*REQUIRED ACTIONS:*
(1) In the morning warm-up post, which film won Best Picture in 1952?
(2) Name every film title mentioned in the morning warm-up post.
(3) Pick up the morning warm-up post about classic movies after its last sentence and keep writing.

─── TEXT EXTRACT ───

Morning Ethics Warm-Up, 8/31/2021: Good Morning, Even Though It’s Not Really Such A Good Morning…

Turner Classic Movies will be running “Singin’ in the Rain” again this coming Saturday at 6 pm E.S.T. It always cheers me up. Incredibly, the film now generally regarded as the best original Hollywood musical ever made (I’d rank “Mary Poppins” and “Swingtime” next) didn’t even warrant an Academy Award nomination in 1952, and the other all-time classic in that year’s Oscar race, “High Noon,” was nominated but didn’t win. The Best Picture winner was Cecil B. DeMille’s “The Greatest Show on Earth,” which has been mocked by film critics ever since. I just watched that film again: it must have been stunning on the big screen. TV doesn’t do it justice, and with the demise of big circuses, it’s also an amazing historical artifact. The movie isn’t art, like “High Noon,” and it’s not as entertaining a Gene, Donald and Debbie, but we will never see the like of “The Greatest Show on Earth,” the movie or the Ringling Bros. Barnum and Bailey Circus again. I’m grateful to C.B. for making it. (And that train wreck is amazing!)

─── EXTRACTED DATA ───

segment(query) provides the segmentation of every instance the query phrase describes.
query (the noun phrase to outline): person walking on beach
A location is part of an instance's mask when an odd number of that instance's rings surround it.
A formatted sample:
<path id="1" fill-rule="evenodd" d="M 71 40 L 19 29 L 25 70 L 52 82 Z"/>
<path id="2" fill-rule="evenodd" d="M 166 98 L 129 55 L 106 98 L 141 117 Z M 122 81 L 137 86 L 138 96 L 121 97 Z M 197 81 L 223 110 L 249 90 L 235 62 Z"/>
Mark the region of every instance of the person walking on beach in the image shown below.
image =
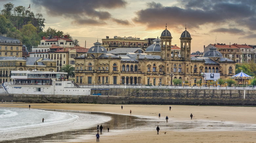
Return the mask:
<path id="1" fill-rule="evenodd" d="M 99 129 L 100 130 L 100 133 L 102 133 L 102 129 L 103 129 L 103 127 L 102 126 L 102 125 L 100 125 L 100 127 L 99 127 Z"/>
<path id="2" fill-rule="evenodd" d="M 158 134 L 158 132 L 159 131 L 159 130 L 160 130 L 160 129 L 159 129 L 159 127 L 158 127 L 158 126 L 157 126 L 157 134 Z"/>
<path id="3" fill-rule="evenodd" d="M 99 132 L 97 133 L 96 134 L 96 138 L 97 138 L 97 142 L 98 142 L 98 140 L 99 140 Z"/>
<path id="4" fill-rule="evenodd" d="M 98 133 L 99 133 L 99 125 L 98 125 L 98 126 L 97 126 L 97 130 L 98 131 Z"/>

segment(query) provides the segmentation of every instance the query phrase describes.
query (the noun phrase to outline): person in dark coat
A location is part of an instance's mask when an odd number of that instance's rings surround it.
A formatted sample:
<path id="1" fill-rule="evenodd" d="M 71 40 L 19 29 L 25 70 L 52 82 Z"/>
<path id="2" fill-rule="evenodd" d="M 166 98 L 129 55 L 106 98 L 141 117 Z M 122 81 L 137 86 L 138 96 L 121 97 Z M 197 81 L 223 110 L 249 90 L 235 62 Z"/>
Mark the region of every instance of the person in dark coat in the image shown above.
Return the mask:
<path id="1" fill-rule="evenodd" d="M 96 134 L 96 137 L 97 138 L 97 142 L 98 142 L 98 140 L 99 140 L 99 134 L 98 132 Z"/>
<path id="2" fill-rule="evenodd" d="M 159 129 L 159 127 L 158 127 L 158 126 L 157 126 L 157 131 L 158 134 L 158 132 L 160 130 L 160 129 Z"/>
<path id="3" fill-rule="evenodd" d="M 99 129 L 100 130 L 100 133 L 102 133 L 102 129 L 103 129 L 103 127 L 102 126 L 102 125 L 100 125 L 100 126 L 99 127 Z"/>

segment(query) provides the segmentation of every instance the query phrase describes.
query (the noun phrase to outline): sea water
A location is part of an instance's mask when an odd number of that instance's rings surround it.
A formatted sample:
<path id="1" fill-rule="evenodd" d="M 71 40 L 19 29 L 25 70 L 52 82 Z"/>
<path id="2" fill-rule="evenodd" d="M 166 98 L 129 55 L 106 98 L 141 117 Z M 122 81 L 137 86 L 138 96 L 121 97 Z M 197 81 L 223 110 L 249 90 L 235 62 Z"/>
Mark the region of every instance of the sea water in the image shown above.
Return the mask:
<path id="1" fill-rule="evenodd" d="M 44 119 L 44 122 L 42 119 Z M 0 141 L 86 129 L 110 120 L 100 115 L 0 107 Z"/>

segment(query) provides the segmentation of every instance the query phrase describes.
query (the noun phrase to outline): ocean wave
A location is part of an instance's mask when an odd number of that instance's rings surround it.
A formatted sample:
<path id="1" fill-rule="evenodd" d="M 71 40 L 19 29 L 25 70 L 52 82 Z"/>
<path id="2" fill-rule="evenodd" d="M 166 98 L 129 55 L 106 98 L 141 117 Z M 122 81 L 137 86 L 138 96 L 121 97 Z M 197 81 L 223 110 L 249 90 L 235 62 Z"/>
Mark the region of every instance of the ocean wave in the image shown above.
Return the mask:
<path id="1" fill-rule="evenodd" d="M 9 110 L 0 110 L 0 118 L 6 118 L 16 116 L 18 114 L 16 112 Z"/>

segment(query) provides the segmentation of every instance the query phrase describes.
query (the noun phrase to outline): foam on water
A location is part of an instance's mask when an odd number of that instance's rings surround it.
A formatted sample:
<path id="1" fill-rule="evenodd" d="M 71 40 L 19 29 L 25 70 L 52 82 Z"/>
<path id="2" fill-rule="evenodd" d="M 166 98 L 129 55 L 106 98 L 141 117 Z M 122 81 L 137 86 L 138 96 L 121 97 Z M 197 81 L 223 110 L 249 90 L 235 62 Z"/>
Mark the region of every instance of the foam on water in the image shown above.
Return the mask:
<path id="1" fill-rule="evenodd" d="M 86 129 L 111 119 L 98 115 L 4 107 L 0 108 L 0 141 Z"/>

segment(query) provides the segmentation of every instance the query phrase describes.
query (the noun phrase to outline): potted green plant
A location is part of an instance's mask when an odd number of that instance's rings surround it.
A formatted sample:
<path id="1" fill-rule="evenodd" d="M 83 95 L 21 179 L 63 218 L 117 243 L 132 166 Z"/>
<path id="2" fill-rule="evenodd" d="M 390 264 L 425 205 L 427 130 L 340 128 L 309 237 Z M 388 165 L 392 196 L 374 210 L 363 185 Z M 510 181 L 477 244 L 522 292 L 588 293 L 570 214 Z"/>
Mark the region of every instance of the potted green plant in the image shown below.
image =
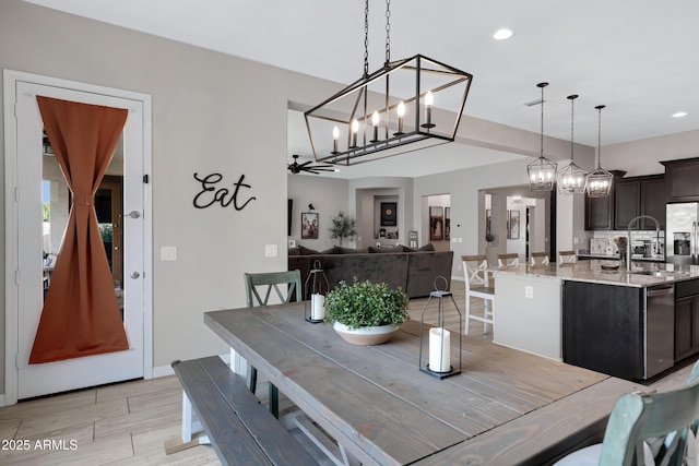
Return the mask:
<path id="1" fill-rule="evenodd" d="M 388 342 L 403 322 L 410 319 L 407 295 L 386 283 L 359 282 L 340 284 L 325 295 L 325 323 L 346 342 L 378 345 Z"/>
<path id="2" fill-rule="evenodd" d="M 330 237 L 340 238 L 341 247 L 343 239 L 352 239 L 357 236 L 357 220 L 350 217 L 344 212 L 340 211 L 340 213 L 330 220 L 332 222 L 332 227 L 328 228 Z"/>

───
─── EXTRACTED DATA ───

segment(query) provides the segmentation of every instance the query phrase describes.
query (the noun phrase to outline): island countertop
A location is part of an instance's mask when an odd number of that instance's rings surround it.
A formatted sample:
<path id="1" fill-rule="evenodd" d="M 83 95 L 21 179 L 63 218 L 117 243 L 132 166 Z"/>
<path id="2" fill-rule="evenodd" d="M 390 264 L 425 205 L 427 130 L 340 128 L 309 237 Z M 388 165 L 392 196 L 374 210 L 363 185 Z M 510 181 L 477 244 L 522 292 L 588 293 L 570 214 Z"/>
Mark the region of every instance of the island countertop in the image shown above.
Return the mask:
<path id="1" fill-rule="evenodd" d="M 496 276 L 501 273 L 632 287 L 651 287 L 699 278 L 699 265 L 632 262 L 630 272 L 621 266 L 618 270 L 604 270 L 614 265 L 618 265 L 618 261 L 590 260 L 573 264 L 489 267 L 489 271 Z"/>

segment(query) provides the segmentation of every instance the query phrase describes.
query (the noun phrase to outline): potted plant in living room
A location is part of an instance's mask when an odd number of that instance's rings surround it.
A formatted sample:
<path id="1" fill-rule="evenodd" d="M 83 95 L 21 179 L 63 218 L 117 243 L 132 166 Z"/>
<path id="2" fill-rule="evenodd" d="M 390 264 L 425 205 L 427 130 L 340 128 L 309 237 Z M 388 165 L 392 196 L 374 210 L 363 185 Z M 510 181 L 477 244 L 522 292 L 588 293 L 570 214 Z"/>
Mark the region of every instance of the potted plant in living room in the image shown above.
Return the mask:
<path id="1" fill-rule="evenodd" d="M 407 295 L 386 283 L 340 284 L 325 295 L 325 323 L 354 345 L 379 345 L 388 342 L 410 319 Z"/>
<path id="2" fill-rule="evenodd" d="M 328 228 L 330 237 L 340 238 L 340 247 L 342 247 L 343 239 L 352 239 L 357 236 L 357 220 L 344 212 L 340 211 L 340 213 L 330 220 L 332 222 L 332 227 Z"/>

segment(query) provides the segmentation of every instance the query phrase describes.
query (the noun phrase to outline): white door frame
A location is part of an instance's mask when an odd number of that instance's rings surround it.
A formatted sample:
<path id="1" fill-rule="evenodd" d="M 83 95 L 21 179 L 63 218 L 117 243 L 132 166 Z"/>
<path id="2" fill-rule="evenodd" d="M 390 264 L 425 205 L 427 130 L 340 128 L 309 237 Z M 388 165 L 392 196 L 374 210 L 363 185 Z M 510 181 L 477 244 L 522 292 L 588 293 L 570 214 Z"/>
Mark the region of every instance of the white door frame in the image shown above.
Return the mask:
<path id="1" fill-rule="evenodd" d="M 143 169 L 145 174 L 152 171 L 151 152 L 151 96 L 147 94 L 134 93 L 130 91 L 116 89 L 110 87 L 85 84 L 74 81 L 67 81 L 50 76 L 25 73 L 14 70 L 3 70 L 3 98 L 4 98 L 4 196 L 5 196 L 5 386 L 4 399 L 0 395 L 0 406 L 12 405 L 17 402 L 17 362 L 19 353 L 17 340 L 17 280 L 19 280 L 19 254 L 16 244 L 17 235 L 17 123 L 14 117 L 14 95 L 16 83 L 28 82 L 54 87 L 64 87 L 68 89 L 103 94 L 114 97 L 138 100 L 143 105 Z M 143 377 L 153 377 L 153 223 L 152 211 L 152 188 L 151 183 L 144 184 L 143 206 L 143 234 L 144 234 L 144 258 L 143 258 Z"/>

───

*RESULTS OF THE TASKS:*
(1) Cecil B. DeMille's "The Greatest Show on Earth."

(2) "Singin' in the Rain," "Mary Poppins," "Swingtime," "High Noon," "The Greatest Show on Earth"

(3)
1. Now he tells us? In her review of a new book about President Andrew Johnson, the New York Times’ Jennifer Szalai concludes,

“But when Johnson was eventually impeached, it wasn’t for his subversion of Reconstruction; it was for failing to obtain Congressional approval before he fired his secretary of war. The articles of impeachment were “dryly legalistic,” almost all of them focused on violations of the Tenure of Office Act, passed by Congress just the year before. Republicans were trying to portray Johnson as a lawbreaker while studiously avoiding the matter of race. This fixation on technicalities, Levine says, “allowed Congress to impeach Johnson not for doing harm to hundreds of thousands of Black people in the South but for firing a white man….The impeachers may have been trying to be pragmatic, but playing it safe didn’t work; Johnson prevailed by a single vote. As one of his biographers, Hans Trefousse, once put it: ‘If you impeach for reasons that are not the real reasons, you really can’t win.’”

Yesterday I wrote about how the Times and others continue to reference Donald Trump in every negative context imaginable. What does it tell us that when the topic screams out for a Trump analogy that reflects poorly on his attackers, he isn’t mentioned at all?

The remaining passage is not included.